EXERCISE BRIEF ::
Transcribe the portion of the article on COVID-19 mitigation from "Mitigating COVID-19" to "battling the virus.", word for word.

SOURCE DOCUMENT ::
Mitigating COVID-19
Published 7:11 pm Friday, March 27, 2020
Getting your Trinity Audio player ready...
|
The criteria for who gets tested for COVID-19 has changed, as the state makes a strategic shift in battling the virus.
Critical shortages of test kits, extraction kits and swabs, and personal protective gear, such as masks, gloves and gowns necessary to perform the tests has led the Centers for Disease Control and Prevention to put out new guidance for testing, which the North Carolina Department of Health and Human Services has adopted.
On Monday, the Beaufort County Health Department will no longer provide community testing for COVID-19, due to limited supplies, according to an update issued Thursday by Beaufort County Emergency Services, county government and the health department.
“The guidelines now are to cut back on testing,” said Jim Madson, director of Beaufort County Health Department. “As a state, North Carolina has gone into a mitigation mode, which is when you’re trying to cut back, slow it down to prevent the spread and not overwhelm the healthcare system. … What that means is that we’re probably not going to be testing a lot of people who have mild symptoms.”
Madson said the state and the local health department are now focusing on prevention instead of testing.
“Testing is to figure out where it is,” Madson said. “Once you get to the point that it’s spreading throughout a community, (testing) is not going to stop the spread anymore. … It also gets to be impractical when it gets to a certain stage.”
The previous criteria to be tested was the presence of fever, a negative flu test, and a cough or shortness of breath. The new criteria is fever, a negative flu test, and both a cough and shortness of breath, or other serious symptom. Hospitals and medical providers will continue to conduct tests for virus. Those with mild symptoms are asked to self-quarantine.

[Referring expression data based on photos]
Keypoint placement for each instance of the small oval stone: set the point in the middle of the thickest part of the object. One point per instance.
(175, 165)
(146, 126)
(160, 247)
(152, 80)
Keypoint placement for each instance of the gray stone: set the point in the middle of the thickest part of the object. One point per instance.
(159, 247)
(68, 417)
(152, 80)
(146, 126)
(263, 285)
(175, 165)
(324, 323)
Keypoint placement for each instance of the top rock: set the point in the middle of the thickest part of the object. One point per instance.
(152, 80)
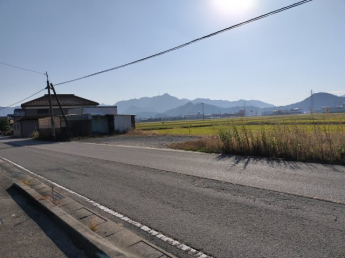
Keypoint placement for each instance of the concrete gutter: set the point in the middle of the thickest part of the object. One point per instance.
(95, 235)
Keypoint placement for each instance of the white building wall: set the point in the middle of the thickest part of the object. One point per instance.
(100, 124)
(122, 123)
(103, 110)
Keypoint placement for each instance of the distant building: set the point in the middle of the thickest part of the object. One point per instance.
(338, 109)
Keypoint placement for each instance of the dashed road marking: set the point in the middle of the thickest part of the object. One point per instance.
(139, 225)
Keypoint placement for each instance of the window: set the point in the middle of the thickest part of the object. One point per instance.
(42, 111)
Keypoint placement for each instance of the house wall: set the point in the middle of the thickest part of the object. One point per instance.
(28, 127)
(104, 110)
(42, 112)
(123, 123)
(17, 129)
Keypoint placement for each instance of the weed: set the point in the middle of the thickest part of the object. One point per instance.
(27, 182)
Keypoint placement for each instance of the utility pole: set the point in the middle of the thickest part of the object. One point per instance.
(312, 102)
(63, 113)
(51, 109)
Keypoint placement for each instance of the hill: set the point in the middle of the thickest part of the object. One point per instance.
(319, 100)
(164, 103)
(149, 104)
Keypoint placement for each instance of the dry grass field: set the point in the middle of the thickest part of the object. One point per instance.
(317, 137)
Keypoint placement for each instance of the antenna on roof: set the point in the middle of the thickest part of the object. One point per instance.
(50, 108)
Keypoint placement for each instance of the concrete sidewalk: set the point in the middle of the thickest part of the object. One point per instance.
(26, 232)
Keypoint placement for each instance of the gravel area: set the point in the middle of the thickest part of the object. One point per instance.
(153, 141)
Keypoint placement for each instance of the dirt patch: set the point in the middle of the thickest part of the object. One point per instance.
(153, 141)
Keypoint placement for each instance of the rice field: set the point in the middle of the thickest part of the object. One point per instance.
(319, 137)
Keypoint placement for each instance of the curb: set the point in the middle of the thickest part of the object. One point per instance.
(106, 239)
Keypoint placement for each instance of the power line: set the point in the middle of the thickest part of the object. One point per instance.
(23, 99)
(191, 42)
(21, 68)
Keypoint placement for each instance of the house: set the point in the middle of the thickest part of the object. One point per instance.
(26, 119)
(105, 119)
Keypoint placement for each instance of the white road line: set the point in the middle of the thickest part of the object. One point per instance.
(148, 230)
(141, 147)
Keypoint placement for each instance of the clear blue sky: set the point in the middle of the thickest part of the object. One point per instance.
(277, 60)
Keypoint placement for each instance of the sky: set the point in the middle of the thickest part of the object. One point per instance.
(278, 60)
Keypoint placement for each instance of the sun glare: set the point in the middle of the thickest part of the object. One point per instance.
(233, 6)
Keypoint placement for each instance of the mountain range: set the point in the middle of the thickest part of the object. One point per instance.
(166, 105)
(317, 100)
(170, 106)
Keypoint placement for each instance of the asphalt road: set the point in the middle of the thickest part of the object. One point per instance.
(224, 206)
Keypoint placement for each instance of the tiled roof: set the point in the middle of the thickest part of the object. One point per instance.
(65, 100)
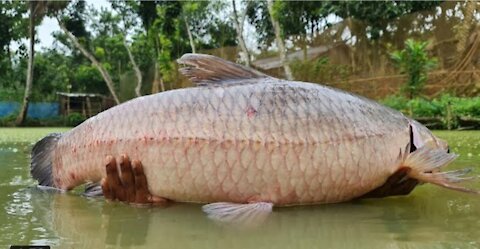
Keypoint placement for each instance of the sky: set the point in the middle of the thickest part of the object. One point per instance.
(50, 25)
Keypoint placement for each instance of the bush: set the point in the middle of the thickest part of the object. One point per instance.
(74, 119)
(414, 61)
(449, 110)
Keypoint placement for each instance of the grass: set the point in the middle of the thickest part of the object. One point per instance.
(27, 134)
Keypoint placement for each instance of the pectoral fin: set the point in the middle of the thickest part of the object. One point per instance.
(250, 214)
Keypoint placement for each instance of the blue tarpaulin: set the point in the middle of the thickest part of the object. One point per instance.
(35, 110)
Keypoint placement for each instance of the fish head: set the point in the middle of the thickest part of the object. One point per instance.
(426, 137)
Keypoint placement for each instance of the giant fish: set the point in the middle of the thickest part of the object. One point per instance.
(243, 142)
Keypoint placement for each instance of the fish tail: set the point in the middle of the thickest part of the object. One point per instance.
(41, 165)
(425, 164)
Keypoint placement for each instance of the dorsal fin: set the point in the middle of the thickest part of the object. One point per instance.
(204, 69)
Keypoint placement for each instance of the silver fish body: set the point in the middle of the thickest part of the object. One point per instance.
(251, 139)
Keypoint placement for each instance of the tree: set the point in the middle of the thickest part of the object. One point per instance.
(239, 24)
(77, 22)
(414, 61)
(126, 11)
(278, 38)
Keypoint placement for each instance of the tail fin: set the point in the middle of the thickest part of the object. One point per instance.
(425, 164)
(41, 165)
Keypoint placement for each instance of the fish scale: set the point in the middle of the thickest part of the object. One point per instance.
(286, 126)
(244, 137)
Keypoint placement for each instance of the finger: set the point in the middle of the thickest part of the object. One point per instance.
(113, 180)
(141, 188)
(157, 201)
(128, 180)
(106, 190)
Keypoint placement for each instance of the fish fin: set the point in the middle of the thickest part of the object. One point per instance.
(93, 189)
(415, 138)
(425, 164)
(244, 214)
(41, 165)
(204, 69)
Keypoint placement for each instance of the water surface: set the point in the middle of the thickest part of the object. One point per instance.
(430, 217)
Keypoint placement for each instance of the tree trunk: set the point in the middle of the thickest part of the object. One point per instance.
(105, 75)
(190, 37)
(138, 73)
(31, 53)
(280, 44)
(463, 28)
(156, 81)
(245, 55)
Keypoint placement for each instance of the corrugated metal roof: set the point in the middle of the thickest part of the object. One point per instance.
(80, 94)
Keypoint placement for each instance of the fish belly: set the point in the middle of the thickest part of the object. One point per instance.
(297, 144)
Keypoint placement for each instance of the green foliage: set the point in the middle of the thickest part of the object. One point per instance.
(414, 61)
(74, 119)
(376, 14)
(319, 70)
(448, 108)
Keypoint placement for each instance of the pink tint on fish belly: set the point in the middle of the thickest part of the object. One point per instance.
(241, 144)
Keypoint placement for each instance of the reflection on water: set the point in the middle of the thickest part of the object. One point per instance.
(429, 218)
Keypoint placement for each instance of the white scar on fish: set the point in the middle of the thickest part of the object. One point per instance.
(244, 142)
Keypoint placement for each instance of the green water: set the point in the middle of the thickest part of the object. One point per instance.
(430, 217)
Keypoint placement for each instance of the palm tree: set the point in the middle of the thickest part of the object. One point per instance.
(38, 9)
(35, 10)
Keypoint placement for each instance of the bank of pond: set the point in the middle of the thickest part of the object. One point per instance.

TASK OUTPUT ::
Mitigating COVID-19
Published 7:11 pm Friday, March 27, 2020
Getting your Trinity Audio player ready...
|
The criteria for who gets tested for COVID-19 has changed, as the state makes a strategic shift in battling the virus.